Exercise brief -
Starting at the line that contains "Question. Indicate each instance of the window" and ending at the end of the rows, rewrite each line as a JSON list of strings, one string per line, with blank lines and pictures left out.

━━━━━ Provided records

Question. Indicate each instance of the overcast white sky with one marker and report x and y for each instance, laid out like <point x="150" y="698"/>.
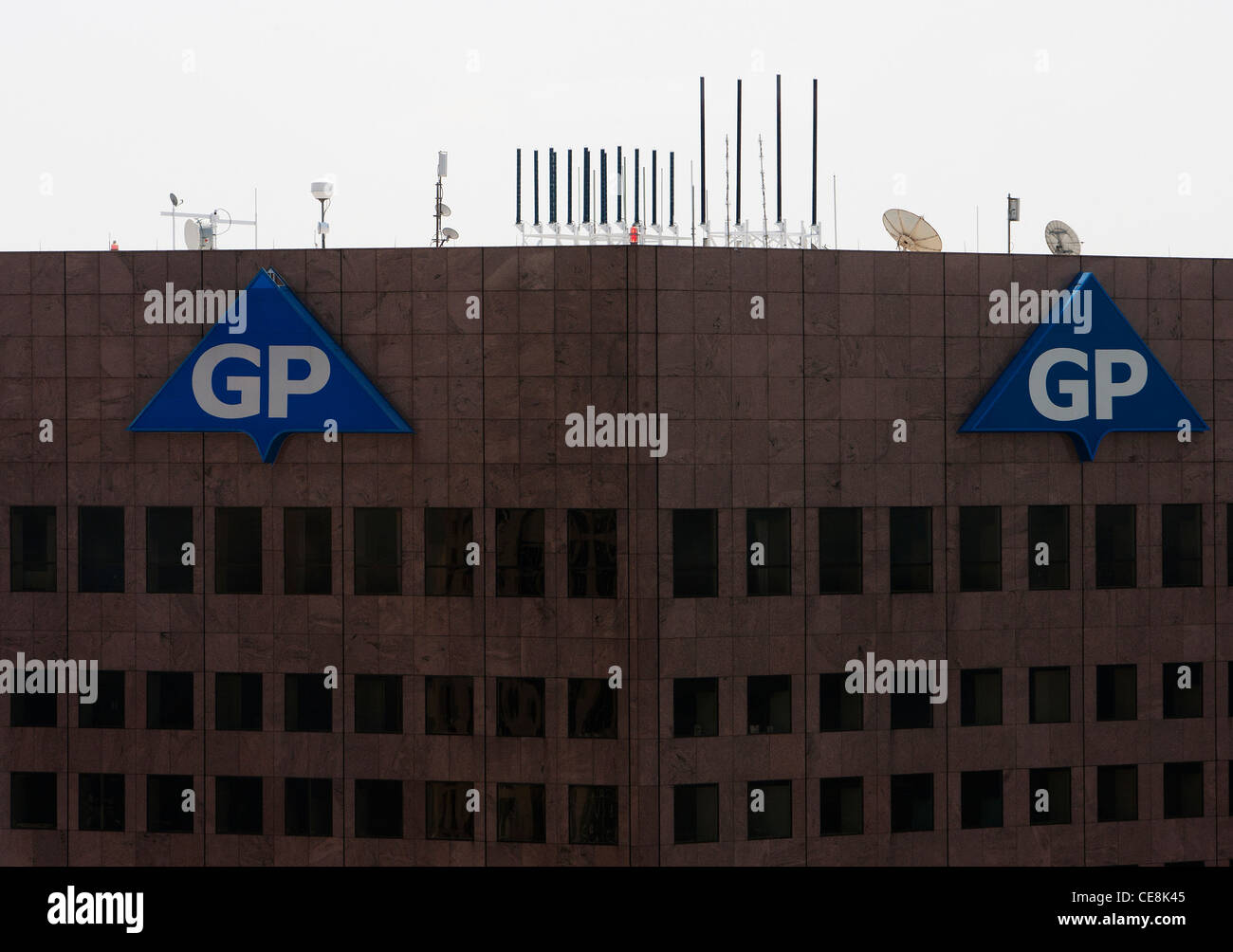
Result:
<point x="1111" y="116"/>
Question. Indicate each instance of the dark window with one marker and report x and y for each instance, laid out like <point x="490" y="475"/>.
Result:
<point x="521" y="553"/>
<point x="592" y="546"/>
<point x="769" y="705"/>
<point x="306" y="555"/>
<point x="238" y="550"/>
<point x="447" y="536"/>
<point x="101" y="801"/>
<point x="1049" y="566"/>
<point x="593" y="815"/>
<point x="109" y="705"/>
<point x="695" y="813"/>
<point x="1116" y="692"/>
<point x="169" y="700"/>
<point x="911" y="710"/>
<point x="842" y="709"/>
<point x="911" y="801"/>
<point x="911" y="549"/>
<point x="839" y="550"/>
<point x="1052" y="805"/>
<point x="519" y="706"/>
<point x="1117" y="796"/>
<point x="842" y="805"/>
<point x="377" y="551"/>
<point x="167" y="529"/>
<point x="1183" y="789"/>
<point x="695" y="708"/>
<point x="1048" y="694"/>
<point x="308" y="807"/>
<point x="378" y="705"/>
<point x="447" y="814"/>
<point x="164" y="803"/>
<point x="32" y="548"/>
<point x="448" y="705"/>
<point x="378" y="809"/>
<point x="32" y="710"/>
<point x="308" y="703"/>
<point x="521" y="813"/>
<point x="100" y="549"/>
<point x="694" y="553"/>
<point x="979" y="548"/>
<point x="238" y="701"/>
<point x="773" y="821"/>
<point x="592" y="708"/>
<point x="769" y="565"/>
<point x="1179" y="700"/>
<point x="238" y="805"/>
<point x="1114" y="546"/>
<point x="979" y="697"/>
<point x="981" y="799"/>
<point x="33" y="800"/>
<point x="1182" y="544"/>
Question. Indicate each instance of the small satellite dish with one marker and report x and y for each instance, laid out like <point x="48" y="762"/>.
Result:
<point x="1060" y="238"/>
<point x="911" y="232"/>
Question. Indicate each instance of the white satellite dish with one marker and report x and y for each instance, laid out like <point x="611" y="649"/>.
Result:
<point x="1060" y="238"/>
<point x="911" y="232"/>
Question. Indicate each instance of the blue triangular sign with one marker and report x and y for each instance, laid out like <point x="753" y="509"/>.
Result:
<point x="1084" y="372"/>
<point x="267" y="369"/>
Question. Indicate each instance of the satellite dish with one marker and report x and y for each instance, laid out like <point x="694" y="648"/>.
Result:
<point x="911" y="232"/>
<point x="1060" y="238"/>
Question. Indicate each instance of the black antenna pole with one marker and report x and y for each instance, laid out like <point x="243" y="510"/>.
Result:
<point x="702" y="122"/>
<point x="672" y="189"/>
<point x="778" y="155"/>
<point x="653" y="192"/>
<point x="738" y="153"/>
<point x="635" y="187"/>
<point x="551" y="187"/>
<point x="586" y="185"/>
<point x="814" y="216"/>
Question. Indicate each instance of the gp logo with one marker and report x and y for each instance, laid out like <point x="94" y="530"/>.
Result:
<point x="1085" y="384"/>
<point x="283" y="375"/>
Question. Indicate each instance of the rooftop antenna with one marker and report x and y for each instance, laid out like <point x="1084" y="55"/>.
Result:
<point x="911" y="232"/>
<point x="1061" y="238"/>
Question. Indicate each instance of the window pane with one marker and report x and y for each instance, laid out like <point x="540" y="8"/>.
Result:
<point x="32" y="548"/>
<point x="592" y="551"/>
<point x="694" y="553"/>
<point x="100" y="549"/>
<point x="377" y="551"/>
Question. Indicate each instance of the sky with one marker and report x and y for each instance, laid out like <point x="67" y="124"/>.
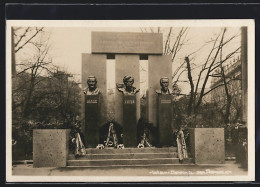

━━━━━━━━━━

Solution to this exercise -
[
  "Question. Indicate each instance of the window pane with one marker and report x and y for each instance, laid out like <point x=\"540\" y=\"8\"/>.",
  "Result:",
  "<point x=\"32\" y=\"548\"/>",
  "<point x=\"592\" y=\"551\"/>",
  "<point x=\"694\" y=\"553\"/>",
  "<point x=\"100\" y=\"549\"/>",
  "<point x=\"377\" y=\"551\"/>",
  "Question. Indicate each instance of the sky with one marker and report x and y for each instance, laid out like <point x=\"67\" y=\"124\"/>."
]